● **Consigne**
Écrivez la suite du récit sur la ferme du grand Barhais, donné plus bas, en reprenant après sa dernière phrase.

Ferme du grand Barhais à Donville, 23 ans en 1944

Madame Maloisel nee Lepetit 1944En juin 1940 j’étais employée chez Monsieur et Madame Leforestier à la ferme du grand Barhais au hameau de Donville à Méautis, à moins de 100 mètres de la chapelle de Donville. Mon patron, Monsieur Leforestier avait été mobilisé pour partir en guerre. Nous étions donc avec sa femme et ses enfants lorsqu’un obus tomba tout proche de la ferme alors que nous étions cachés dans un abri creusé à côté de la maison. Nous avons pris peur et ma patronne a décidé de partir. J’ai pris un vélo et j’ai mis le fils Leforestier derrière moi. Nous sommes partis en direction de Méautis lorsqu’un obus est tombé au moment où nous étions à la Lande Godard. Heureusement nous n’avons pas été blessés.

● **Entrées extraites**
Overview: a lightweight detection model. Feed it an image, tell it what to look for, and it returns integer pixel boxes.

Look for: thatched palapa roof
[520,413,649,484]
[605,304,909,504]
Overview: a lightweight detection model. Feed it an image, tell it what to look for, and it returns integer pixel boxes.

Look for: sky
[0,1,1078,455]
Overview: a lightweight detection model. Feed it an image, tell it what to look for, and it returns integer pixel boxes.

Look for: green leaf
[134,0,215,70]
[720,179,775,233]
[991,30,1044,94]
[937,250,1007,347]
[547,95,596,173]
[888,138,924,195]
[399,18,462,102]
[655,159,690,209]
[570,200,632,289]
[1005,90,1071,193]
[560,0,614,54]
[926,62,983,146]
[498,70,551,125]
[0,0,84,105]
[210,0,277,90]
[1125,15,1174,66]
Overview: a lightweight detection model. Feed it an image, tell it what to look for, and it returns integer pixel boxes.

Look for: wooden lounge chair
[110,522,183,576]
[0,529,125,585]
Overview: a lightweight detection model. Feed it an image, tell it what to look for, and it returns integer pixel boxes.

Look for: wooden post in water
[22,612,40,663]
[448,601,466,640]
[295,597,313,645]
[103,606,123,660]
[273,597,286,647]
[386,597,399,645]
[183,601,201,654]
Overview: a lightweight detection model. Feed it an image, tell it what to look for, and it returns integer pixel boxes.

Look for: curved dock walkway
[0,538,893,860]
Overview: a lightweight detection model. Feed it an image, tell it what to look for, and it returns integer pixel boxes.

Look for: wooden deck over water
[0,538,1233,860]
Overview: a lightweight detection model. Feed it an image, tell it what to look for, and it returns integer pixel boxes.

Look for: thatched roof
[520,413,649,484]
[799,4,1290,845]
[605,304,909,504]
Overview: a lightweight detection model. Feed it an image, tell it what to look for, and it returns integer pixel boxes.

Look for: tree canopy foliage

● **Résultat attendu**
Nous sommes partis en direction de Saint- Germain sur Sèves chez les parents de Monsieur Leforestier. Je suis restée à Saint- Germain-sur-Sèves toute la journée mais le lendemain je suis partie avec la sœur de Madame Leforestier traire les vaches à Donville. Et là nous avons rencontré les premiers Allemands. Nous n’étions pas fières du tout ! Personne ne disait un mot ! Et puis nous avons trait les vaches. Nous sommes reparties  en vélo à Saint- Germain-sur-Sèves. Le lendemain nous avons repris la route pour rentrer à la ferme du grand Barhais à Donville. Par chance les Allemands n’occupaient pas la ferme, ils ne l’ont occupée qu’en 1944. Nous avons continué le travail et la traite des vaches. Monsieur Leforestier, mon patron, est rentré car il n’avait pas été fait prisonnier par les Allemands. Ces derniers venaient quelques fois à la ferme chercher du ravitaillement comme des œufs, du lait…Les Allemands occupaient principalement le bourg de Méautis. Nous devions avoir un laissez- passer et une carte d’identité pour circuler. Les Allemands avaient blanchi les marais de Donville pour éviter que des avions ou des parachutistes n’atterrissent. Le marais était donc recouvert d’eau toute l’année ce qui a changé nos habitudes d’élevage car il n’était plus question de mettre les animaux paître dans ce coin !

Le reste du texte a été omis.